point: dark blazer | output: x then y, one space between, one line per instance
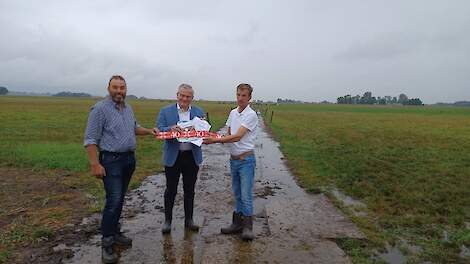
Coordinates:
167 118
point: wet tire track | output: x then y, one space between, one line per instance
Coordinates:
290 225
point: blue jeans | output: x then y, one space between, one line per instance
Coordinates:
243 175
119 168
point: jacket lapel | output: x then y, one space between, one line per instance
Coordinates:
175 114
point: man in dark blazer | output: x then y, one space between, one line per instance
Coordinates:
180 157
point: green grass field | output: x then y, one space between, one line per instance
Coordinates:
409 165
45 134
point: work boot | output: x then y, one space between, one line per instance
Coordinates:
120 239
108 255
188 213
190 225
166 229
247 232
235 227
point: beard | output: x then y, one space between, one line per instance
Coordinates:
118 98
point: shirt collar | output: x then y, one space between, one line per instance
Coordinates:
244 110
180 109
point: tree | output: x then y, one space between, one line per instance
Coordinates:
3 90
414 101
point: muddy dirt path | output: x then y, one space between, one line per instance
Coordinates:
291 226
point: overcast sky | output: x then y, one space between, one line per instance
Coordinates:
304 50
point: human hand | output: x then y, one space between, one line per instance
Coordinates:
176 128
98 171
155 131
208 141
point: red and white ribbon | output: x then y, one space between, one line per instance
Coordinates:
187 134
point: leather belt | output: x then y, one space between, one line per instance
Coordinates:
242 156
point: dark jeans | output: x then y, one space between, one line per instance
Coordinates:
119 168
185 165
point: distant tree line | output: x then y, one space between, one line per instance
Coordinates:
288 101
3 90
367 98
70 94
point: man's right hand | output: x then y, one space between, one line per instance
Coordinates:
98 171
176 128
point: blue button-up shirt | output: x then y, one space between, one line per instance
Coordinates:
111 129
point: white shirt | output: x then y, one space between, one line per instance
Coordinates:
184 116
249 120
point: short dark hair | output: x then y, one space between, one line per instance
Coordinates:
116 77
245 86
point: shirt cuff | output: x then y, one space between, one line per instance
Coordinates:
89 142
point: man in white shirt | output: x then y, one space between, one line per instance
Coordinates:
242 123
180 158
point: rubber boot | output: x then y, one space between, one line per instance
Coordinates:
235 227
121 239
247 232
188 213
108 255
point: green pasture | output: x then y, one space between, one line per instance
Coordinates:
45 134
409 165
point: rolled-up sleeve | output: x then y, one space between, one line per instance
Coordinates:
94 129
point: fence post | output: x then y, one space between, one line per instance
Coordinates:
207 118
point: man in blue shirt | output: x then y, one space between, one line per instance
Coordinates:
111 130
180 157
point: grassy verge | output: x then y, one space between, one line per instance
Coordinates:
409 165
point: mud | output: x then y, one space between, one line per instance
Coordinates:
290 225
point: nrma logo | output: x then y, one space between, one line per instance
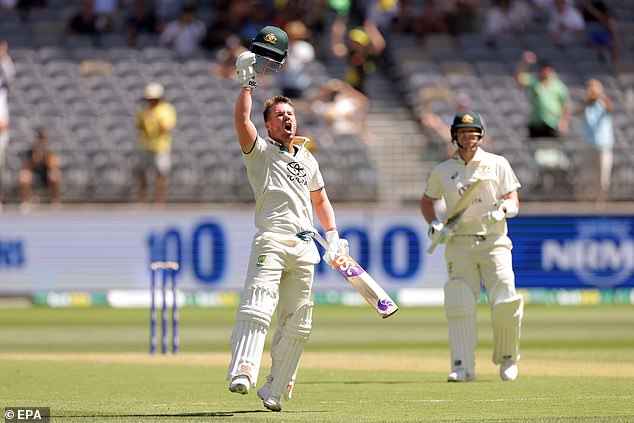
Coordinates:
602 255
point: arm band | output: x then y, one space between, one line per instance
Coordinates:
510 209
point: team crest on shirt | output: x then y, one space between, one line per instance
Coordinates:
297 173
484 171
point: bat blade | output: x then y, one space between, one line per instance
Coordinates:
365 284
458 210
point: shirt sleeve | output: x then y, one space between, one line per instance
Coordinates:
434 185
508 182
317 181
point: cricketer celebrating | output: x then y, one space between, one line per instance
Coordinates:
477 248
287 184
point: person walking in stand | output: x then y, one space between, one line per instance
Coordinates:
155 122
478 249
285 179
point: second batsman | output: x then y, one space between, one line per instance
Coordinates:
478 250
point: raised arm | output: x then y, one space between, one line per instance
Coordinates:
323 209
427 208
245 128
242 120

+---+

• _REQUEST_
Return all of the items above word for word, leaving out the pictures.

• _RESPONSE TO THE TASK_
point: dark blazer | output: x then y, one space between, one line per instance
Coordinates:
167 118
point: wet tire track | output: x then y, one space between, one line per instance
Coordinates:
290 225
point: blue jeans | output: x then y, one space between, one line per instance
Coordinates:
243 175
119 168
point: jacket lapel | output: x then y, one space between, one line per instance
Coordinates:
175 114
point: man in dark blazer | output: x then y, one space between, one line per instance
Coordinates:
180 157
point: green grass field | output: x then y, one space between, one line per instance
Coordinates:
409 165
45 134
point: work boot | output: x then y, one space between, one line per instance
Coordinates:
120 239
108 255
188 213
190 225
166 229
247 232
235 227
point: beard | output: x then y, one space between, one line per instance
Coordinates:
118 98
point: shirt collar | output: x then y, one space between, one line per instance
Coordinates:
244 110
180 109
point: tree | output: x then y, one space between, one line per instance
Coordinates:
3 90
414 101
point: muddy dirt path | output: x then y, one space between, one line per instance
Coordinates:
291 226
point: overcast sky | output: x then y, one space between, one line per instance
Coordinates:
304 50
point: human hand | output: x then y, one space between, one line per instance
Coordinates:
176 128
98 171
155 131
208 141
point: red and white ribbon | output: x then y, one space between, one line per instance
Coordinates:
187 134
point: leather belt | output: x then y, one space between, one line per instance
Coordinates:
242 156
point: dark jeans | output: x then y, one space between, one line per instance
Coordinates:
119 168
185 165
point: distant tree line | output: x then y, one space between, one line per instance
Coordinates:
288 101
3 90
367 98
70 94
point: man's right hand | output: x then y, one space between, one line per instance
Coordinates:
98 171
176 128
point: blue button-up shirt | output: x then y, one space between, one line per instance
Coordinates:
111 129
point: white shirt | output: x then y, one space between, one line per instance
Coordinates:
184 116
249 120
point: short dark hair | output: x then y, one space between, one line per instance
Coordinates:
116 77
245 86
point: shirt cuff | output: x then y, one space between, one line per instance
Coordinates:
89 142
point: man in white shirt | output: x then y, one space between, one line per instance
Coordinates:
242 123
180 158
point: rubber boot | output: x then y, one space between, one line per instance
Coordinates:
235 227
121 239
247 232
188 213
108 255
point: green pasture | output: x then y, one space between, one line per instance
Coordinates:
45 134
409 165
point: rolled-up sleeve | output: x then y, one space between, one line per instance
Coordinates:
94 129
point: fence post | output: x then y, one space between, one line per instance
Coordinates:
207 118
point: man in blue shirt | output: x then y, one space between, one line per instance
Coordinates:
111 130
180 157
point: grassy verge | output: x then y, one space between, one line per instance
Coordinates:
409 165
point: mud | output: x then y, one space between, one line per instance
Coordinates:
290 225
point: nrma logo | output: x then y, one space between, one line per instance
Coordinates:
602 255
point: arm band | output: x then y, one space between, one line per instance
Coordinates:
510 209
point: team crest on shirt | output: x then y, one space between, one line per instance
Coordinates:
297 173
484 171
point: bat blade | output: x then y, one space between, one line per instance
Coordinates:
365 284
458 210
point: shirt sleeve | output: x then y, one space between, one line per instance
Coordinates:
434 185
508 182
317 181
point: cricketer celebrating | output: x then y, one space between, one line per instance
Coordinates:
477 248
287 184
point: person walking in stand | output: x then y, one space between, one line per instance
Coordinates:
155 122
478 249
285 179
point: second batsman | output: x then y, one space between, one line per instance
Coordinates:
478 250
point: raised arm | output: x then y, one space between, one line per instance
Coordinates:
323 209
427 208
245 128
242 120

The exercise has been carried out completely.